Nothing but the lines from the line with "locomotive truck -> point" through the end of the data is to be copied, and each is to be copied exactly.

++++ GIVEN RECORDS

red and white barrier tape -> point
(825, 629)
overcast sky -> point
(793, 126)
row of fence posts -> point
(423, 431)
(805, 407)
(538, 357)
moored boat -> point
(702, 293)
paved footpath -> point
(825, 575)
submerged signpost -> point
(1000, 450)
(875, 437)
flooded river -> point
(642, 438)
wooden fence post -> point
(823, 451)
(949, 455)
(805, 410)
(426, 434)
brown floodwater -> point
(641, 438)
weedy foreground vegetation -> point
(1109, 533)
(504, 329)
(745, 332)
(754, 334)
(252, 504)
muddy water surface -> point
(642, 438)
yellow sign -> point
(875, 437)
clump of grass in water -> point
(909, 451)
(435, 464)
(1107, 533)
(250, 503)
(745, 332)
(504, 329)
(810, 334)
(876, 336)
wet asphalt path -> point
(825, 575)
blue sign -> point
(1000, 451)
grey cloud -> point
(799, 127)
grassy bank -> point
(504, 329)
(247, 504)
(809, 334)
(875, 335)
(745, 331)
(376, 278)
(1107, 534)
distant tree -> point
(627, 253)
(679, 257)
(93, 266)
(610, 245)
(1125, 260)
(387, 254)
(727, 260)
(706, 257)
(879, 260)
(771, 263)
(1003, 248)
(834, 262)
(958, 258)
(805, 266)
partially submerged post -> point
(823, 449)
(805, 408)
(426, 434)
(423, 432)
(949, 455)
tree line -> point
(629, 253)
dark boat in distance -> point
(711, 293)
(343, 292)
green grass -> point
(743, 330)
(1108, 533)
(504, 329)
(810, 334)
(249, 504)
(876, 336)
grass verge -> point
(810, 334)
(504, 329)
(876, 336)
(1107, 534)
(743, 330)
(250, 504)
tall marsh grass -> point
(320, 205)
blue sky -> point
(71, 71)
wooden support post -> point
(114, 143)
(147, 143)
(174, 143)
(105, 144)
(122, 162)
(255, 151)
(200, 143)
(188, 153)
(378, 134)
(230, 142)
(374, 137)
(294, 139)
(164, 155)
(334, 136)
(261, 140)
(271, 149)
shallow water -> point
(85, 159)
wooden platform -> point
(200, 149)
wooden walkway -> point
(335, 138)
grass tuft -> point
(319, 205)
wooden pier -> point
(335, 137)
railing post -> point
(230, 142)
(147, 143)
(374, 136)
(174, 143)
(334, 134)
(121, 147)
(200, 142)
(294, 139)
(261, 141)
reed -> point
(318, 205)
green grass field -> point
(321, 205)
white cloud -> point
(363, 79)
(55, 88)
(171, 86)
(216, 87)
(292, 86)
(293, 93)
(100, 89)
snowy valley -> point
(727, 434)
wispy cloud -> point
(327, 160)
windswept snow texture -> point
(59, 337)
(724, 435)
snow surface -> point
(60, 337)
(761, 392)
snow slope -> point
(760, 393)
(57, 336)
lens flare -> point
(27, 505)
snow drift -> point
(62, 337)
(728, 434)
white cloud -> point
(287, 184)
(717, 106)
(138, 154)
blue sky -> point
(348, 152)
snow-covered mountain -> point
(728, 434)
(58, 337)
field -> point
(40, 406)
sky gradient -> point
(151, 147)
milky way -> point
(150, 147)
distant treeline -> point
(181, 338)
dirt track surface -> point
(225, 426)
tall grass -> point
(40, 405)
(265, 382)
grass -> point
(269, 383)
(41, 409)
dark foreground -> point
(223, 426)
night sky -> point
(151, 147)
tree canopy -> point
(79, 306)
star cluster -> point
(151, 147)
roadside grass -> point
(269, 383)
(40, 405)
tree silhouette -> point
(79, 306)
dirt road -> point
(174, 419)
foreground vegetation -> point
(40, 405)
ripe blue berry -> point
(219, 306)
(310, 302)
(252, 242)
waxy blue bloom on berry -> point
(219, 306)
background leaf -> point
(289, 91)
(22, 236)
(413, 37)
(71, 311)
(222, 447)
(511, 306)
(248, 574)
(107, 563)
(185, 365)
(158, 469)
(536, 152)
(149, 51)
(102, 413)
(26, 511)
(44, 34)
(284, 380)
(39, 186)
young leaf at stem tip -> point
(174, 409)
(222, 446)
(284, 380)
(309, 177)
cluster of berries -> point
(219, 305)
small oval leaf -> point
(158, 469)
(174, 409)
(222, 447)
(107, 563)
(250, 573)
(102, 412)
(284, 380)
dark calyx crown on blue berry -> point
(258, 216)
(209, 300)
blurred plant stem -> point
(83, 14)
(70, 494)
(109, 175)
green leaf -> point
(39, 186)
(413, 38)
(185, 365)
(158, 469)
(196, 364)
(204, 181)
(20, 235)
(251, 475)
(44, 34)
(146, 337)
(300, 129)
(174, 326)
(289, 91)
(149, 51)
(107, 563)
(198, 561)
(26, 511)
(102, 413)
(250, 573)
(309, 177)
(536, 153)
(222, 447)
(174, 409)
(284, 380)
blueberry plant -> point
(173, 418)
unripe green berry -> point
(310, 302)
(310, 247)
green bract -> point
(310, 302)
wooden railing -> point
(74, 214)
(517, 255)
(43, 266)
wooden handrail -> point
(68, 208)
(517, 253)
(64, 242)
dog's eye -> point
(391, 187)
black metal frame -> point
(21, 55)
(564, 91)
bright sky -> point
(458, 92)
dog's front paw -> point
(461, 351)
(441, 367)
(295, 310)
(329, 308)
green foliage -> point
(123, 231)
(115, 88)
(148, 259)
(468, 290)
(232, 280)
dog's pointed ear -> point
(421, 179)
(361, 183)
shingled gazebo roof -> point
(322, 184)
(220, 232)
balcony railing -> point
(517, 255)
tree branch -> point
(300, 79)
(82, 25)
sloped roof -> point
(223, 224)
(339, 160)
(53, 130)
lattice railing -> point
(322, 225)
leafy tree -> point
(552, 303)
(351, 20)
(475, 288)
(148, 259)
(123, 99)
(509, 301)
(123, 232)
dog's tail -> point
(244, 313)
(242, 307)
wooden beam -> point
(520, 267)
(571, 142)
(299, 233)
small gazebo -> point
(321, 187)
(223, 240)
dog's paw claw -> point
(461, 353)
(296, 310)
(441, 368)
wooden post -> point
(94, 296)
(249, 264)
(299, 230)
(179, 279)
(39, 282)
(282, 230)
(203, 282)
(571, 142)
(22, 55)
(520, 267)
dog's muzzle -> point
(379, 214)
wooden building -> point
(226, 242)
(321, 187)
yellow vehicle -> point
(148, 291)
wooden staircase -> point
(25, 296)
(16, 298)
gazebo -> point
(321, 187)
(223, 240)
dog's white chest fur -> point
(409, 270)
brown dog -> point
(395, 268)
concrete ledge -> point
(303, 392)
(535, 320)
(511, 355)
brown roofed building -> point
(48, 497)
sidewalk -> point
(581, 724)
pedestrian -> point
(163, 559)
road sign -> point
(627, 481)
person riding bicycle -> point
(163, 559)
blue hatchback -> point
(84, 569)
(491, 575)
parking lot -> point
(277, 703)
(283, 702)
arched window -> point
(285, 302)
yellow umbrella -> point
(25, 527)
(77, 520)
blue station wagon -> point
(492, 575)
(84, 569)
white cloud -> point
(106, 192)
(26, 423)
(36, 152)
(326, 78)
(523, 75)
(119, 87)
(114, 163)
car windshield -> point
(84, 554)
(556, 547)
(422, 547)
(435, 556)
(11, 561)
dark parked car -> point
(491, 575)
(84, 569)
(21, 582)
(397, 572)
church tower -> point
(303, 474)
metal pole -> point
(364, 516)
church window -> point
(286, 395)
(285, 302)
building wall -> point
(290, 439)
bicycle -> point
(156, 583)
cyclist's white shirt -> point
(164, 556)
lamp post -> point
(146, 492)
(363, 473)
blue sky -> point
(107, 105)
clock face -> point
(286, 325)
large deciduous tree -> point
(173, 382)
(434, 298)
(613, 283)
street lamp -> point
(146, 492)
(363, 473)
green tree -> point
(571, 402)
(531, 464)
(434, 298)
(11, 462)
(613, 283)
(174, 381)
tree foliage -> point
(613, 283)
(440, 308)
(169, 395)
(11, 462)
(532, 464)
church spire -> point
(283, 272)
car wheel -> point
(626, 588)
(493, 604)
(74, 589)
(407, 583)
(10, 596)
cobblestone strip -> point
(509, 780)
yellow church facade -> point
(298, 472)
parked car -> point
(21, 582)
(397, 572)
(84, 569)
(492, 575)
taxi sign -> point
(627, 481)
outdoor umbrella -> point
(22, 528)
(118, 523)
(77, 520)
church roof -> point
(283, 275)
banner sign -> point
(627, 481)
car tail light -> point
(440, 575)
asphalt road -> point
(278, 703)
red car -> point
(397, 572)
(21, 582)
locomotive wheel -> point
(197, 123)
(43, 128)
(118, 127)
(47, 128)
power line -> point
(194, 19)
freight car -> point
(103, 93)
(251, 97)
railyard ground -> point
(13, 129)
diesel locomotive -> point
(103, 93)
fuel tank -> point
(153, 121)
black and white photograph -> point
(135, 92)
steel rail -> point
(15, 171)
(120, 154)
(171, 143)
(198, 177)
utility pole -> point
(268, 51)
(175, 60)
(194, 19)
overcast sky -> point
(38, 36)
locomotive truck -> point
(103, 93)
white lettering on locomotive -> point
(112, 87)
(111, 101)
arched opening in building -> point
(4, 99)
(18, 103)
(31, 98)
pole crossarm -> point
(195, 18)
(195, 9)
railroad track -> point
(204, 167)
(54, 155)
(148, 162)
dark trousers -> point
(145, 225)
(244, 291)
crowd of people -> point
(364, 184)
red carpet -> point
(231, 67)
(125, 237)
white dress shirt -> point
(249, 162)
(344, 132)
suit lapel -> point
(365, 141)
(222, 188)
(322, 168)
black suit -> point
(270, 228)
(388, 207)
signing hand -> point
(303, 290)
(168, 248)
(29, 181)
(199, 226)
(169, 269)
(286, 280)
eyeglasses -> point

++++++++

- OUTPUT FOR THIS EXERCISE -
locomotive truck -> point
(103, 93)
white lettering on locomotive -> point
(112, 87)
(111, 101)
arched opening in building -> point
(4, 99)
(18, 103)
(31, 98)
pole crossarm -> point
(195, 18)
(195, 9)
railroad track -> point
(204, 167)
(54, 155)
(148, 162)
dark trousers -> point
(145, 225)
(244, 291)
crowd of people -> point
(364, 184)
red carpet -> point
(231, 67)
(125, 237)
white dress shirt -> point
(249, 162)
(344, 132)
suit lapel -> point
(365, 141)
(222, 188)
(322, 168)
black suit -> point
(270, 228)
(388, 207)
signing hand -> point
(303, 290)
(168, 248)
(29, 181)
(199, 226)
(169, 269)
(286, 280)
eyeglasses -> point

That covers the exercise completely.